书面题目 -
把这篇用 openGL 渲染视频的帖子里，从“void VideoRenderOpenGL2::Render(const unsigned”开始、一直到“GL_OPERATION(glUseProgram(m_program))”为止的这一段，一字不差地重新打一遍。

给定原文 -
# # # # #

将宽度和高度增加 2 倍后宽度缩小 openGL C++

Question

我正在使用 openGL 在 GLSurfaceView 上渲染视频。 openGL 部分是在本机部分中用 C++ 编写的。这是我的渲染例程：

void VideoRenderOpenGL2::Render(const unsigned char *pData)
{
    ......................
    // GL_OPERATION is a macro, nothing special
    GL_OPERATION(glUseProgram(m_program))

    UpdateTextures(pData); // other routine, I will post the function if needed

    bool bClear = true;
    float vpx = 0.0f;
    float vpy = 0.0f;
    float vpw = 1.0f;
    float vph = 1.0f;
    int nOrientation = 0;

    float uLeft, uRight, vTop, vBottom;
    uLeft = vBottom = 0.0f;
    uRight = m_uvx;
    vTop = m_uvy;

    GLfloat squareUvs[] = {
            uLeft, vTop,
            uRight, vTop,
            uLeft, vBottom,
            uRight, vBottom
    };

    if (bClear) {
        GL_OPERATION(glViewport(0, 0, m_nDisplayWidth, m_nDisplayHeight))

# # # # #

数据部分 -
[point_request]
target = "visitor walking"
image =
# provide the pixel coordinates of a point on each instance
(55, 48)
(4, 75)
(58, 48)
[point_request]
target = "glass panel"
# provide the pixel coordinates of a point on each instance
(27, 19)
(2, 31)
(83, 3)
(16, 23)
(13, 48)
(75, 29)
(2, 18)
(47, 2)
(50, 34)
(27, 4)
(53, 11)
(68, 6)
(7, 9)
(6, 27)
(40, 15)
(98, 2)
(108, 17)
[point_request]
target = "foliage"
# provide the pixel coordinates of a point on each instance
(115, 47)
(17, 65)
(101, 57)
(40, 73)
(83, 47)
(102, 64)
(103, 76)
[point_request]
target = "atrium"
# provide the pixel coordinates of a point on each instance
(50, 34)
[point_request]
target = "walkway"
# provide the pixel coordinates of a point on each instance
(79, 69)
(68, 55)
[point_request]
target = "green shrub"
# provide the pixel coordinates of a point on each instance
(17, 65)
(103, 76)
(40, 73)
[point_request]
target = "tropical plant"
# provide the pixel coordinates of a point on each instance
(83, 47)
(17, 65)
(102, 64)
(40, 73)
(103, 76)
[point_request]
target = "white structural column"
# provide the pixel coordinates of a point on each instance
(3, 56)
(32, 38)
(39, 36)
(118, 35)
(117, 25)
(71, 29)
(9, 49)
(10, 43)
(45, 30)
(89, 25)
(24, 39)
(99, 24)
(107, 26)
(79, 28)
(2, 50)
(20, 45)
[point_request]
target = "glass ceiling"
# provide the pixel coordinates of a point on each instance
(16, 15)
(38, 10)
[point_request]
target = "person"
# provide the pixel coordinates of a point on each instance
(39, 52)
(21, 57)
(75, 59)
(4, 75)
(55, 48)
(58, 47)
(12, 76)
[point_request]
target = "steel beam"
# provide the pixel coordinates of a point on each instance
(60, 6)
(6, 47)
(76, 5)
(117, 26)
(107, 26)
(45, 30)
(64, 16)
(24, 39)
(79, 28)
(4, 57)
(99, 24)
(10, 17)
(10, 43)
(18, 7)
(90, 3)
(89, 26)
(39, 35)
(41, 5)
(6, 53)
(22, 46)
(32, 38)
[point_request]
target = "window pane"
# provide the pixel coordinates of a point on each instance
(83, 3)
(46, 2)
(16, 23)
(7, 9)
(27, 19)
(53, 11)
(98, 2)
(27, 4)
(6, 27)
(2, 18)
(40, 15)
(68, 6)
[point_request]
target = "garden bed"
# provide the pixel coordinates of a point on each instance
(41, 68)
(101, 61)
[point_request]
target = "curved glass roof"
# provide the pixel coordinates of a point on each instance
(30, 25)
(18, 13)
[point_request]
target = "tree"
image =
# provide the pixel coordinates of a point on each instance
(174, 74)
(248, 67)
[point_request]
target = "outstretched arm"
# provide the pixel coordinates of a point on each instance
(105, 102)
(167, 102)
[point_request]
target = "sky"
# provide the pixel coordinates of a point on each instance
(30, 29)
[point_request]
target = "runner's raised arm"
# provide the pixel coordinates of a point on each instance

# # # # #

练习作答 -
void VideoRenderOpenGL2::Render(const unsigned char *pData)
{
    ......................
    // GL_OPERATION is a macro, nothing special
    GL_OPERATION(glUseProgram(m_program))